* Your objective
Reproduce each line exactly, including spacing and punctuation.

* Input
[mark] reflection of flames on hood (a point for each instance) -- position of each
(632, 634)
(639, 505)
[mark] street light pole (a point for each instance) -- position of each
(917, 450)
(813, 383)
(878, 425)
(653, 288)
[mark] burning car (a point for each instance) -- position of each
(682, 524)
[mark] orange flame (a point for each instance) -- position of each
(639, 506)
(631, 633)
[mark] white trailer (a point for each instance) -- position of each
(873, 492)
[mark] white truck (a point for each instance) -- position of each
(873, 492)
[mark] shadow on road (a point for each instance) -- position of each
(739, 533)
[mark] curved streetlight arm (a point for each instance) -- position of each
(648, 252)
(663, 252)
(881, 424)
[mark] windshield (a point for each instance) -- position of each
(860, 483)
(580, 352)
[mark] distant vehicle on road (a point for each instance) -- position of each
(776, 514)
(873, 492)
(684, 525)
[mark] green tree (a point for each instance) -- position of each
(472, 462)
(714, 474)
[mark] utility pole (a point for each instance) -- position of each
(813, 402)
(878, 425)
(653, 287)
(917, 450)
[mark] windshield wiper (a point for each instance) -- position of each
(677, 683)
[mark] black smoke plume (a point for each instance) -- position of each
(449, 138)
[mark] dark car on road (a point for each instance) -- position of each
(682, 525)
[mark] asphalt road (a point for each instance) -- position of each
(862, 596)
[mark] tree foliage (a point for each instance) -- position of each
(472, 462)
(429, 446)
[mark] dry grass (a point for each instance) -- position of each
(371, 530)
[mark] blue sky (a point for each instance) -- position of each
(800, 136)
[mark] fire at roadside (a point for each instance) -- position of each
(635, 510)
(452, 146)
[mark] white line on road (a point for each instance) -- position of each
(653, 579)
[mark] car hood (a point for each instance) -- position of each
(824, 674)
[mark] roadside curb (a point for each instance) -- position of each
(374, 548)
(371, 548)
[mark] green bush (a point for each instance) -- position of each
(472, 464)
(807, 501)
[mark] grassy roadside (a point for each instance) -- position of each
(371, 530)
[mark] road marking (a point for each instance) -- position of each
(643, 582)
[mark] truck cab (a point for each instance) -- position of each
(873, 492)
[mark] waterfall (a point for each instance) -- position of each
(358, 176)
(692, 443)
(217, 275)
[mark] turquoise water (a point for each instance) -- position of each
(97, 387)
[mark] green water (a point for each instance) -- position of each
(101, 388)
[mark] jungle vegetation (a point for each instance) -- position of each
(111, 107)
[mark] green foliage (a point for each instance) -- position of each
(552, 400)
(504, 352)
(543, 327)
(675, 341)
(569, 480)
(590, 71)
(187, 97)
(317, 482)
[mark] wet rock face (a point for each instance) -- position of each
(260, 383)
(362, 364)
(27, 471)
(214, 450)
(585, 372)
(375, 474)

* Final answer
[mark] reflection of flames on hood (a point for each instance) -- position of each
(632, 634)
(639, 505)
[mark] street light pole (a point for each instance) -- position of each
(917, 450)
(813, 383)
(878, 425)
(653, 288)
[mark] burning car (a point for each instance) -- position of each
(682, 524)
[mark] orange flame (a point for each instance) -- position of each
(639, 506)
(631, 633)
[mark] white trailer (a point for each instance) -- position of each
(873, 492)
[mark] white truck (a point for each instance) -- position of each
(873, 492)
[mark] shadow on road (a point for each instance) -- position of each
(739, 533)
[mark] curved streetlight arm (a point for each instance) -- position of each
(648, 252)
(663, 252)
(881, 424)
[mark] windshield (a point for each instance) -- position of each
(860, 483)
(580, 352)
[mark] distant vehicle on road (a point for each instance) -- position of each
(776, 514)
(873, 492)
(684, 525)
[mark] green tree (a point for each instance) -- position of each
(472, 462)
(714, 474)
[mark] utility pole (a point for each instance) -- position of each
(813, 402)
(878, 425)
(653, 287)
(917, 450)
[mark] windshield wiper (a point for each instance) -- position of each
(677, 683)
[mark] black smoke plume (a point for each instance) -- position of each
(449, 138)
[mark] dark car on road (a point for each instance) -- position of each
(682, 525)
[mark] asphalt road (a point for each instance) -- position of each
(862, 596)
[mark] tree foliage (a point for each instance) -- position of each
(472, 462)
(429, 446)
[mark] dry grass (a point for each instance) -- position of each
(371, 530)
[mark] blue sky (a point for each instance) -- position of each
(800, 136)
[mark] fire at roadside (a point for each instance) -- position of each
(635, 510)
(452, 146)
[mark] white line on road (a point for each instance) -- position of each
(653, 579)
[mark] car hood (a point for each instance) -- position of each
(824, 674)
[mark] roadside curb (a point for each instance) -- position of each
(374, 548)
(371, 548)
[mark] green bush (a point for each instance) -- position of each
(472, 464)
(807, 501)
[mark] grassy roadside (a point for each instance) -- position of each
(371, 530)
[mark] road marking (a point for each instance) -- position of each
(643, 582)
[mark] truck cab (a point for each instance) -- position of each
(873, 492)
[mark] waterfall (a point for each instance) -- position of each
(358, 176)
(692, 443)
(217, 275)
[mark] turquoise water (a point for each instance) -- position of each
(97, 387)
[mark] green water (a point for each instance) -- position of each
(101, 388)
[mark] jungle vegetation (a point for each instance) -- position of each
(111, 107)
[mark] green foliage (a point for each instance) -- position of each
(552, 400)
(504, 352)
(543, 327)
(675, 341)
(569, 480)
(590, 71)
(187, 97)
(317, 482)
[mark] wet rock face (a point for each instance) -- position of each
(260, 383)
(362, 364)
(27, 471)
(214, 450)
(585, 372)
(375, 474)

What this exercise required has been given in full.